Consigna A
Reproduce literalmente el fragmento del ensayo sobre la ciencia que va desde "Max Planck dijo" hasta "no podemos tocar.", ambos incluidos.
Consigna B
Indica si cada afirmación concuerda con el ensayo sobre la ciencia, respondiendo sí o no y citando textualmente las palabras del ensayo que lo deciden: (i) Max Planck definió la ciencia como la progresiva aproximación del hombre al mundo real. (ii) La humanización de la naturaleza debe entenderse como una captura del entorno. (iii) Monod aborda su libro con la creencia de que la ambición última de la ciencia es dilucidar la relación del hombre con el universo.
Consigna C
Resume en forma de lista el párrafo del ensayo sobre la ciencia que empieza con "Pero este hecho en sí", conservando sus datos principales.

Bloque de texto
* * * *

Desde el comienzo, desde aquel primer hombre, se encuentra en nosotros la necesidad de inserción en el entorno, y como su pródiga representación, la búsqueda del sentido de nuestra existencia. Es esta necesidad la razón de ser de esa angustia que, como bien dice Monod, es la creadora de todos los mitos, de todas las religiones, de todas las filosofías y de la ciencia misma.

El Hombre busca pertenecer a su entorno, obtener un papel protagónico en la comedia que se monta a su alrededor. Es en este sentido en el que debe interpretarse lo dicho cuando se habla de una humanización de la naturaleza, como cuando Nietzsche nos dice que como una humanización de las cosas todo lo fiel posible es como debe considerarse a la ciencia. No lo entendamos, pues, como una captura del entorno; esta humanización es llevada a cabo con el fin de reconocer rasgos humanos, propios en el mundo y buscar así la aceptación de nuestra imagen en él. Es de esta forma como no buscamos la aprehensión con otro fin que el de capturar la esencia de los hechos para reconocernos en ella. He ahí la conquista; la interpretación, nuestra búsqueda, la ciencia toda, no son más que un intento por conciliar caracteres representativos de nuestra naturaleza con las formas del mundo.

Max Planck dijo que la ciencia es la progresiva aproximación del hombre al mundo real. Concebimos a nuestra ciencia como aquella metáfora que nos permite un acercamiento a la esencia del mundo; y reconocemos a nuestro conocimiento científico como la imagen que se obtiene de calcar con nuestro lápiz los rasgos de la moneda que está detrás del papel, y a la cuál no podemos tocar.

Pero este hecho en sí no es, si se lo considera aisladamente, capaz de explicar nada. Por esto, es necesario reconocer el acto de fe que está implícito en suponer la existencia de la forma en el universo también como rasgo humano; Albert Einstein reconocía que en esta creencia se arraigaba su concepción de Dios1, y aceptó que detrás de todo trabajo científico de elevado nivel, subyace una convicción -cercana al sentimiento religioso- de la racionalidad o inteligibilidad del mundo.

Estériles sois: Por eso os falta a vosotros la fe. Pero el que tuvo que crear, ése tuvo siempre también sus sueños proféticos y sus signos estelares - ¡y creía en la fe! -

F. Nietzsche.

No soñamos con traer la naturaleza hacia nosotros más que por la necesidad de aprehenderla para que ésta nos acepte en el cuadro. Cuánto de esto en el Dios de Leibniz.

Como una mostración de la validez de este punto de vista basta contemplar la visión que los grandes pensadores tuvieron acerca del conocimiento científico. En el prefacio de The evolution of physics 2 puede leerse la intensión por describir a grandes rasgos las tentativas de la mente humana para encontrar una conexión entre el mundo de las ideas y el mundo de los fenómenos; y Jacques Monod3 aborda su Le hasard et la nécessité con la creencia de que la ambición última de la ciencia es fundamentalmente dilucidar la relación del hombre con el universo.

Y en el mundo natural encontramos a la forma...
Y cuando tomamos conciencia de que es forma nos convertimos realmente en Dios. En la creación, nuestra imagen y semejanza.

G. Erhabenheit.

* * * *

Datos registrados
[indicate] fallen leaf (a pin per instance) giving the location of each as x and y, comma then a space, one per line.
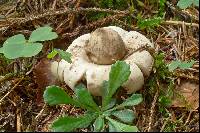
188, 95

* * * *

Respuesta escrita A
Max Planck dijo que la ciencia es la progresiva aproximación del hombre al mundo real. Concebimos a nuestra ciencia como aquella metáfora que nos permite un acercamiento a la esencia del mundo; y reconocemos a nuestro conocimiento científico como la imagen que se obtiene de calcar con nuestro lápiz los rasgos de la moneda que está detrás del papel, y a la cuál no podemos tocar.

Respuesta escrita B
(i) Sí: "Max Planck dijo que la ciencia es la progresiva aproximación del hombre al mundo real."
(ii) No: "No lo entendamos, pues, como una captura del entorno".
(iii) Sí: "con la creencia de que la ambición última de la ciencia es fundamentalmente dilucidar la relación del hombre con el universo".

Respuesta escrita C
- Considerado aisladamente, este hecho no explica nada.
- Hay que reconocer el acto de fe implícito en suponer la existencia de la forma en el universo, también como rasgo humano.
- Albert Einstein reconocía que su concepción de Dios se arraigaba en esta creencia.
- Einstein aceptó que detrás de todo trabajo científico de elevado nivel subyace una convicción, cercana al sentimiento religioso, de la racionalidad o inteligibilidad del mundo.